YOUR OBJECTIVE: Copy out the stretch of the data from the line containing "Could you provide the mask of every instance of the purple" through the end of the data, replacing "purple" with "dark purple" and leaving everything else unchanged.

RECORDS FOR PROCESSING:

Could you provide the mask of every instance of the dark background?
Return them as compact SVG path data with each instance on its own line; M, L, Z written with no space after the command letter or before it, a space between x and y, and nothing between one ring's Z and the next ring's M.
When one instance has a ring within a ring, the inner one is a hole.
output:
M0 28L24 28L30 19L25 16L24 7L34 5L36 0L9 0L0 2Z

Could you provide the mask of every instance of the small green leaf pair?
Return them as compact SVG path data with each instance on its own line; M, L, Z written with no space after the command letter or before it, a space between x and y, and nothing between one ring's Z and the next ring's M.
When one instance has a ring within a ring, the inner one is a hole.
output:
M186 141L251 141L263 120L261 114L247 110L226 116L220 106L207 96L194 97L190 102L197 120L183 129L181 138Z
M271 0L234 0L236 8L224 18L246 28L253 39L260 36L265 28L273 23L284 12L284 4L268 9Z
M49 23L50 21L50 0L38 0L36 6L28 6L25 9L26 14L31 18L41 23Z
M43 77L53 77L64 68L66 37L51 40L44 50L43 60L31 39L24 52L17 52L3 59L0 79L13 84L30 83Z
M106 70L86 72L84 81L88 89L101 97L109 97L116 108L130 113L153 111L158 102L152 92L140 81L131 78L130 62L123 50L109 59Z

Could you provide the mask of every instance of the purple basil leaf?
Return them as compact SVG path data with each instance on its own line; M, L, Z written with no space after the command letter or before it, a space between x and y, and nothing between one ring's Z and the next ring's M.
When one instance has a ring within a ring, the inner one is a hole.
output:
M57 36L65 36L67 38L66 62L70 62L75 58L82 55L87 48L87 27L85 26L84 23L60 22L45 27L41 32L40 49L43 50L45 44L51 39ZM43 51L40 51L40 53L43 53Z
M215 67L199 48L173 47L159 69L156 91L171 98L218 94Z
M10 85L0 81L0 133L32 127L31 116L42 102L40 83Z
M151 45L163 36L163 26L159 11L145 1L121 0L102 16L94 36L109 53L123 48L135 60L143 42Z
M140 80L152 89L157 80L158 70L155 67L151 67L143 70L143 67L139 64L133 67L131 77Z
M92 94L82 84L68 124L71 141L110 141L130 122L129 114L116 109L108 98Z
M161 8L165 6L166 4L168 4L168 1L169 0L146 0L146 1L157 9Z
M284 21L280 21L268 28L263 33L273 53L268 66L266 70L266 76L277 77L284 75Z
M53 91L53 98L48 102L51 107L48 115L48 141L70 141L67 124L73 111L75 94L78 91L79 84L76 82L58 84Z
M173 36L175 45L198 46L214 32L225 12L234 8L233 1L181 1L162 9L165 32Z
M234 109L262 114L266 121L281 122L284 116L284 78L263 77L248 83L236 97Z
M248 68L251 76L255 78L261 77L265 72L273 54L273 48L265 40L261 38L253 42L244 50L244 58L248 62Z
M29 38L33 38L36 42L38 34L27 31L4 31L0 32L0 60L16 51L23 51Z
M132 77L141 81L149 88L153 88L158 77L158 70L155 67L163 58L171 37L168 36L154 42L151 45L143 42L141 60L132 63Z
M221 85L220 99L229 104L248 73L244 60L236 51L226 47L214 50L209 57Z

IN RESPONSE:
Could you provide the mask of every instance of the dark purple basil leaf?
Return them as compact SVG path data with each instance on its own line; M, L, Z written with no space after the command letter or before it, a space between x and y, and nothing between one ring's Z and the next ring's M.
When one instance has a ring within a ring, the inner one is a hole.
output:
M57 36L65 36L67 38L66 62L70 62L75 58L82 55L87 48L87 27L85 26L84 23L60 22L45 27L41 32L40 49L43 50L45 44L51 39ZM43 51L40 51L40 53L43 53Z
M215 67L199 48L173 47L159 69L156 91L171 98L218 94Z
M10 85L0 81L0 133L32 127L31 116L42 102L40 83Z
M151 45L163 36L163 26L159 11L145 1L121 0L102 16L94 36L109 53L123 48L135 60L143 42Z
M140 80L152 89L157 80L158 70L155 67L151 67L143 70L143 67L139 64L133 67L131 77Z
M92 94L82 84L68 124L71 141L110 141L130 122L129 114L116 109L108 98Z
M161 8L165 6L166 4L168 4L168 1L169 0L146 0L146 1L157 9Z
M284 21L280 21L268 28L263 33L273 53L268 66L266 70L266 76L277 77L284 75Z
M53 91L53 98L48 102L51 107L48 115L48 141L70 141L67 124L73 111L75 94L78 91L79 84L76 82L58 84Z
M173 36L175 45L198 46L214 32L225 12L234 8L233 1L181 1L162 9L165 32Z
M234 109L262 114L266 121L281 122L284 116L284 78L263 77L248 83L236 97Z
M248 68L251 76L255 78L261 77L265 72L273 54L273 48L265 40L261 38L253 42L244 50L244 58L248 62Z
M29 38L33 38L36 42L38 34L27 31L4 31L0 32L0 60L16 51L23 51Z
M132 77L141 81L149 88L153 88L158 77L158 70L155 67L163 58L171 37L168 36L154 42L151 45L143 42L141 60L132 63Z
M221 85L220 99L229 104L248 73L244 60L236 51L226 47L214 50L209 57Z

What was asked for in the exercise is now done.